DOCUMENT EXCERPT:

— begin —

Image result for Bob Dylan - Little Drummer Boy

 

In 2009, Bob Dylan released his thirty-fourth studio album, Christmas in the Heart, a holiday album for which all the proceeds went to feeding America. Watch the official music video for the holiday classic “Little Drummer” now.

Christmas in the Heart is the 34th studio album and first Christmas album by American singer-songwriter Bob Dylan, released on October 13, 2009 by Columbia Records. The album comprises a collection of hymnscarols, and popular Christmas songs. All Dylan’s royalties from the sale of this album benefited the charities Feeding America in the USA, Crisis in the UK, and the World Food Programme.[1]

Dylan said that, although he was born and raised Jewish (he converted to Christianity in the late 1970s before returning to observing Judaism[2]), he never felt left out of Christmas during his childhood in Minnesota. Regarding the popularity of Christmas music, he said, “… it’s so worldwide and everybody can relate to it in their own way.”[3]

The album opened at  No.  1 on Billboard’s Holiday and Billboard’s Folk Album Chart,  No.  10 on Rock Album charts and  No.  23 on overall album charts.

Recording

The album was recorded in a Santa Monica studio owned by Jackson Browne.

In an interview published by Street News Service, journalist Bill Flanagan asked Dylan why he had performed the songs in a straightforward style, and Dylan responded:

There wasn’t any other way to play it. These songs are part of my life, just like folk songs. You have to play them straight too.

When Flanagan reported that some critics thought the album was an ironic treatment of Christmas songs, Dylan responded:

Critics like that are on the outside looking in. They are definitely not fans or the audience that I play to. They would have no gut level understanding of me and my work, what I can and can’t do—the scope of it all. Even at this point in time they still don’t know what to make of me.[4]

Release and promotion

Dylan released a music video for the song “Must Be Santa” directed by Nash Edgerton. In the video, Dylan and some other people are having a Christmas house party, until two of the guests start fighting and smashing things around and one of them running away. In the closing scene, we see Dylan and Santa Claus.[5]

A music video was also released for the song “Little Drummer Boy” directed by Jeff Scher.

— end —

INSTRUCTION 1:
Pick out each line of the entries that contains the word "white".
The passage on Bob Dylan's Christmas album and the entries have nothing to do with each other.

EXERCISE INPUT:
— begin —

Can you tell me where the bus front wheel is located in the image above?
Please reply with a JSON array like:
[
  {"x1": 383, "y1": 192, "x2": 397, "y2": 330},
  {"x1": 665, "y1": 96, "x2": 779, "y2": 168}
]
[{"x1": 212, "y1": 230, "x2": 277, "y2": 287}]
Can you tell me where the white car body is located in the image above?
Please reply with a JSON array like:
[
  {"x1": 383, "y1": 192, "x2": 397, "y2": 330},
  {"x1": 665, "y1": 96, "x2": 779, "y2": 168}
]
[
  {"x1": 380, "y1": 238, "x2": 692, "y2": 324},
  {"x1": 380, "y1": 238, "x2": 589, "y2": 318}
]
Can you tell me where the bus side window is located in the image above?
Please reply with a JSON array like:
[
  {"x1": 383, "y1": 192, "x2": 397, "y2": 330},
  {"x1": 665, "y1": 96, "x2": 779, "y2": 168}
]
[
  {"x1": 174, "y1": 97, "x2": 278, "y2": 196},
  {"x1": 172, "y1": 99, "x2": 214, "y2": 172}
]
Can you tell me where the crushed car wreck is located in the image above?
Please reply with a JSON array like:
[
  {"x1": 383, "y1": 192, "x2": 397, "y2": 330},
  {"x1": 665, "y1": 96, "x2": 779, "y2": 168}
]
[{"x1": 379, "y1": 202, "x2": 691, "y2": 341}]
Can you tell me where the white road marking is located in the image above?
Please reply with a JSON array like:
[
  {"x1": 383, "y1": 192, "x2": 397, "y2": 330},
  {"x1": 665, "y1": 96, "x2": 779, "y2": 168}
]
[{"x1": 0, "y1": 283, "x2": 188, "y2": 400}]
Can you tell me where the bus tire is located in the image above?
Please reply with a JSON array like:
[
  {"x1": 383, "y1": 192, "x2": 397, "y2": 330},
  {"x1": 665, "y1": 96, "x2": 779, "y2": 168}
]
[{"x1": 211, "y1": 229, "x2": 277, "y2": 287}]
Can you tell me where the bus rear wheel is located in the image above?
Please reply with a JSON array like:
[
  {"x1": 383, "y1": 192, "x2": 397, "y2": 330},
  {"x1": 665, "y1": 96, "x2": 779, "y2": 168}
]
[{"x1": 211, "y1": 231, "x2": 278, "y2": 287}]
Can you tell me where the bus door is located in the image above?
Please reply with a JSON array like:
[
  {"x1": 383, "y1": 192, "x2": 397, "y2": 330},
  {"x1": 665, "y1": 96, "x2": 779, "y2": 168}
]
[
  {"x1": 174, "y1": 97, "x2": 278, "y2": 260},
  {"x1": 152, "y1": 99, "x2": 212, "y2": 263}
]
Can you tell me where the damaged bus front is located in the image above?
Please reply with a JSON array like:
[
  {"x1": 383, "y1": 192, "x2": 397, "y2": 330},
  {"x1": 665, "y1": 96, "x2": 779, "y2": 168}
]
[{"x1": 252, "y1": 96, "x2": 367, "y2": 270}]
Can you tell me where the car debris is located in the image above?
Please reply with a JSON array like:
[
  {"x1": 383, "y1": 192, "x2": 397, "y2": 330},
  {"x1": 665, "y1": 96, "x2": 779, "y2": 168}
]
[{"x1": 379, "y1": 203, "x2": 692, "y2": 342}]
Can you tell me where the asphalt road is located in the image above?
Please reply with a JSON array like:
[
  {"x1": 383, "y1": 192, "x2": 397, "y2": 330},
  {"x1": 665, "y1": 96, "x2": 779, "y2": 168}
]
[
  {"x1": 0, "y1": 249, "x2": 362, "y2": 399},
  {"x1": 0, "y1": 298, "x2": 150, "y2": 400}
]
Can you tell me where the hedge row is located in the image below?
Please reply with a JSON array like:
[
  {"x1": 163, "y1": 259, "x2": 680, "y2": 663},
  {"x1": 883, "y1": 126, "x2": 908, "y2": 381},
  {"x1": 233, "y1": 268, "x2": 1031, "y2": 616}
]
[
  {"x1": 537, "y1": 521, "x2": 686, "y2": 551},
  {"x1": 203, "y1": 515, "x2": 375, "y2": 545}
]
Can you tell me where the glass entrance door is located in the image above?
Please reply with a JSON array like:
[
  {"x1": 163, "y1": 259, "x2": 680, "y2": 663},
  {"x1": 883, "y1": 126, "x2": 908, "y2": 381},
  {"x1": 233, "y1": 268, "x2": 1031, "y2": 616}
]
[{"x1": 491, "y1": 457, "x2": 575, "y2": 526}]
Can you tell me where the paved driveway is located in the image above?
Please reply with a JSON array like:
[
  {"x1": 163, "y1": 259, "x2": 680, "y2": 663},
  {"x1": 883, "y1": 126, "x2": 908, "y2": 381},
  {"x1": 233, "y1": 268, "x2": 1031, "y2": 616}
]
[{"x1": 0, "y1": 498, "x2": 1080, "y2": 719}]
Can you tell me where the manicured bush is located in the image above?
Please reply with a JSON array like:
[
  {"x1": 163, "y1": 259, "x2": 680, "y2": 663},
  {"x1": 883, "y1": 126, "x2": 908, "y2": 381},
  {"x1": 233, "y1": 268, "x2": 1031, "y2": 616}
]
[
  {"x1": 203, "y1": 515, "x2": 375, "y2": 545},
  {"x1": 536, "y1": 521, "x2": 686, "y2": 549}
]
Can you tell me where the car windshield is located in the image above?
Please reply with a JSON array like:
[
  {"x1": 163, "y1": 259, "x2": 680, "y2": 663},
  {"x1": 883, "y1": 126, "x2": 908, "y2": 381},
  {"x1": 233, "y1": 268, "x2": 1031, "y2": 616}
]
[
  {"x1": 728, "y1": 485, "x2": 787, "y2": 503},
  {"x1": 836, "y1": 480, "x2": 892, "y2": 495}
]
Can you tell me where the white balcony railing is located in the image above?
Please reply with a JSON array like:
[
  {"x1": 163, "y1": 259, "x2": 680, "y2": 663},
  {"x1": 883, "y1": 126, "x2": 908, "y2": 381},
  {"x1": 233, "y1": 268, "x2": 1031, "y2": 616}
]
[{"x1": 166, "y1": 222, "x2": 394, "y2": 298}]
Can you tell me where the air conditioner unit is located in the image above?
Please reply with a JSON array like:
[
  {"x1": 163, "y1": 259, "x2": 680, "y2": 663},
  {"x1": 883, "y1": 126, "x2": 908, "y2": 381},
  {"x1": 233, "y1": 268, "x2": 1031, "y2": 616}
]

— end —

INSTRUCTION 2:
Rewrite the passage on Bob Dylan's Christmas album from "Release and promotion" to "directed by Jeff Scher.", changing "house party" to "dinner party".

EXPECTED OUTPUT 1:
Can you tell me where the white car body is located in the image above?
Can you tell me where the white road marking is located in the image above?
Can you tell me where the white balcony railing is located in the image above?

EXPECTED OUTPUT 2:
Release and promotion

Dylan released a music video for the song “Must Be Santa” directed by Nash Edgerton. In the video, Dylan and some other people are having a Christmas dinner party, until two of the guests start fighting and smashing things around and one of them running away. In the closing scene, we see Dylan and Santa Claus.[5]

A music video was also released for the song “Little Drummer Boy” directed by Jeff Scher.